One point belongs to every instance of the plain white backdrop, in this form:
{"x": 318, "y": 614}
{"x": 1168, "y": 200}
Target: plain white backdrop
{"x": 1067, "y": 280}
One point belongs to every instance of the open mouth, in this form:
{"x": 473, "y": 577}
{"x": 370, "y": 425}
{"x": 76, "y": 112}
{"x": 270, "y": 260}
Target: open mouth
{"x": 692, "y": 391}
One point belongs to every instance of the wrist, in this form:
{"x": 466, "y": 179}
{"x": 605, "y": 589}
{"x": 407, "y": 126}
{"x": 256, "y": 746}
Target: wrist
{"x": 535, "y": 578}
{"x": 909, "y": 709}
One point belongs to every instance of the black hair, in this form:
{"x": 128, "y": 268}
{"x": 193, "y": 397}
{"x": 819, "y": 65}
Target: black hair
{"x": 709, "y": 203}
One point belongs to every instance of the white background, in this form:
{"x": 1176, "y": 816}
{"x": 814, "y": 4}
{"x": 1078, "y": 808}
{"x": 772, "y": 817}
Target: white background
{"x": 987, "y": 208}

◆ ◆ ◆ ◆

- What the exercise asks: Rewrite the stretch from the line containing "One point belongs to every instance of the black" through the end of the material as a numbered list, one item per line, and leave out any blank lines.

- Result for this task:
1. One point belongs to every instance of the black hair, in this form:
2. {"x": 128, "y": 268}
3. {"x": 193, "y": 397}
4. {"x": 819, "y": 65}
5. Target: black hair
6. {"x": 709, "y": 203}
7. One point belongs to every instance of the white background, in this form:
8. {"x": 1176, "y": 816}
9. {"x": 814, "y": 4}
10. {"x": 1078, "y": 808}
11. {"x": 772, "y": 817}
12. Target: white background
13. {"x": 987, "y": 208}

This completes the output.